Segment Open

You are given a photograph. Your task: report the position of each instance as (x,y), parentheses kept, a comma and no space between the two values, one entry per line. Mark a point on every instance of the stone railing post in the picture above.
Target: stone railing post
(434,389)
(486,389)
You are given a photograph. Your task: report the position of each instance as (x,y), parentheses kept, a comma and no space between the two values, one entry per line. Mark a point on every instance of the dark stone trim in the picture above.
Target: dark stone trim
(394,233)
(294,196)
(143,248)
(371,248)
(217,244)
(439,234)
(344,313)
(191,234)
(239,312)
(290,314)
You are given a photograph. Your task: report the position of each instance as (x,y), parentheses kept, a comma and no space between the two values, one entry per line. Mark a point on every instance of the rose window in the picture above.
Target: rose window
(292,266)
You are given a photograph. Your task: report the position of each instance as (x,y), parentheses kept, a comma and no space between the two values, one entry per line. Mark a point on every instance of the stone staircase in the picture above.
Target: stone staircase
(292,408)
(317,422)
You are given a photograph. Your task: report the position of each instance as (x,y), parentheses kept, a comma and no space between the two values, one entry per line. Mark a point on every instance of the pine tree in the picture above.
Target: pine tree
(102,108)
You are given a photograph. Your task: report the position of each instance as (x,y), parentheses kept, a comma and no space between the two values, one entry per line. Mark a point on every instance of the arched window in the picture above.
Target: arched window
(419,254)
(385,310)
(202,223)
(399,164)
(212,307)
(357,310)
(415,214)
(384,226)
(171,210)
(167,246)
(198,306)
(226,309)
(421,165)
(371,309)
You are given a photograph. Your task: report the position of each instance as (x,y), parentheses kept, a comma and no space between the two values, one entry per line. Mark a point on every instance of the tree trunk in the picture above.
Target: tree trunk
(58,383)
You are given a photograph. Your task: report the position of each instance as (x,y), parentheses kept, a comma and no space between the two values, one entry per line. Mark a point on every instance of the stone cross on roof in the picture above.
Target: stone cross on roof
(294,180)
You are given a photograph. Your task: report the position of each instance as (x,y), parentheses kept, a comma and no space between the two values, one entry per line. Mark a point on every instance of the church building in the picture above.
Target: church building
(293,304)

Segment Closed

• _Exercise requirements_:
Return word for word the lines above from the line with "Target: rose window" to the line with "arched window in the picture above.", including both and leaving out all others.

• _Answer below_:
Target: rose window
(292,266)
You are given a photograph. Your task: report the position of each instance as (x,y), parentheses kept, a comma and no space between the two values, one entry per line. Mark a point on every instance of the stone staircase in the picture above.
Target: stone staircase
(292,408)
(317,422)
You are given a photograph. Your task: report the position of each instance as (x,y), parentheses kept, a comma and no space between the two values, one entry per line. Mark a point on every instance of the pine tree in the picture above.
Target: pine tree
(102,108)
You are given a photograph. Your task: report the position of each instance as (x,y), parentheses kept, a comma and no space between the two values, one entry per line. Mark a point on every instance of the arched window in the picture above.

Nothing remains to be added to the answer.